> _Source text_
Guilds in this game gain bonuses for specialization amongst its members, so you have specialist sub-guilds that organize along the lines of crafting guilds and financial guilds. The financial guilds have grown very powerful lately, and a few big ones effectively merged in a bunch of smaller ones simply because they were so successful and so powerful - everybody wants to be with the winners.

This game also has an extremely deep and far-reaching end-game that doesn't require constant raiding - if you have the best possible gear (and really cool - and expensive - mounts). This stuff requires constant maintenance in the form of monthly gold payments, but at really high levels it is no problem keeping up. When you are killing dragons instead of giant rats, gold comes easy.

Finally, like Ultima Online, the game lets you buy land and build on it. Not only is owning a headquarters required for all the guilds, but having a place to call "home" - whether rented from another player or owned outright - greatly increases your character's stats. The bigger the home, the more powerful your character. However, in-game houses and land also cost a regular monthly maintenance fee proportional to their benefits.

The Situation
In an effort to recruit more members (and make sure their members are more l33t with higher dues-paying potential), the uberguilds have been working in conjunction with the financial guilds to help members get their own houses, and to twink them in higher-level gear which they normally couldn't afford or pay the maintenance costs for. This helps power-level new characters so they progress quickly to higher levels where they can kill dragons instead of giant rats - and thus easily afford equipment and house maintenance AND the loan payments.

So even characters still in single-digit levels are getting offered gear suited for level 50s (no problem, since this game goes beyond level 200), and houses which were originally intended to be barely affordable by characters level 70 or above. The financial guilds work with the uberguilds to loan newbie characters the money and equipment that they need, since they both benefit. The uberguilds get more money from the dues that higher-level characters can pay from dragon-killing rather than rat-killing, and the financial guilds get constant loan payments - which they in turn use to finance the absolute BEST gear and houses they can get in the game.

> _Data block_

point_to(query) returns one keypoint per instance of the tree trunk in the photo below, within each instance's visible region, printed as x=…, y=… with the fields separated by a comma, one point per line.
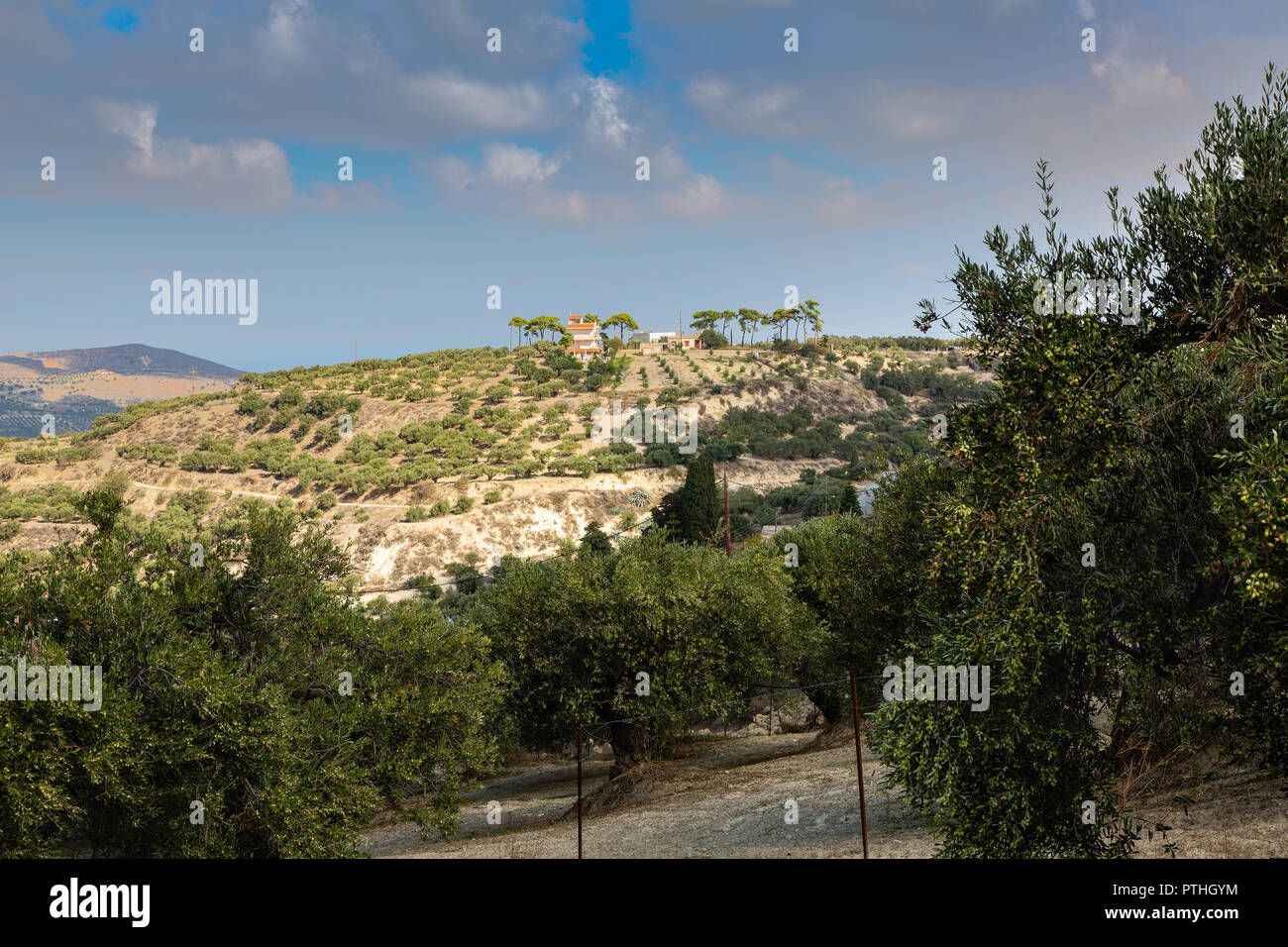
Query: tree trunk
x=630, y=746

> _Aim_
Rewrite the passage of the game economy text starting at "So even characters" and ending at "in the game.", changing "newbie" to "novice".

> _Finished answer_
So even characters still in single-digit levels are getting offered gear suited for level 50s (no problem, since this game goes beyond level 200), and houses which were originally intended to be barely affordable by characters level 70 or above. The financial guilds work with the uberguilds to loan novice characters the money and equipment that they need, since they both benefit. The uberguilds get more money from the dues that higher-level characters can pay from dragon-killing rather than rat-killing, and the financial guilds get constant loan payments - which they in turn use to finance the absolute BEST gear and houses they can get in the game.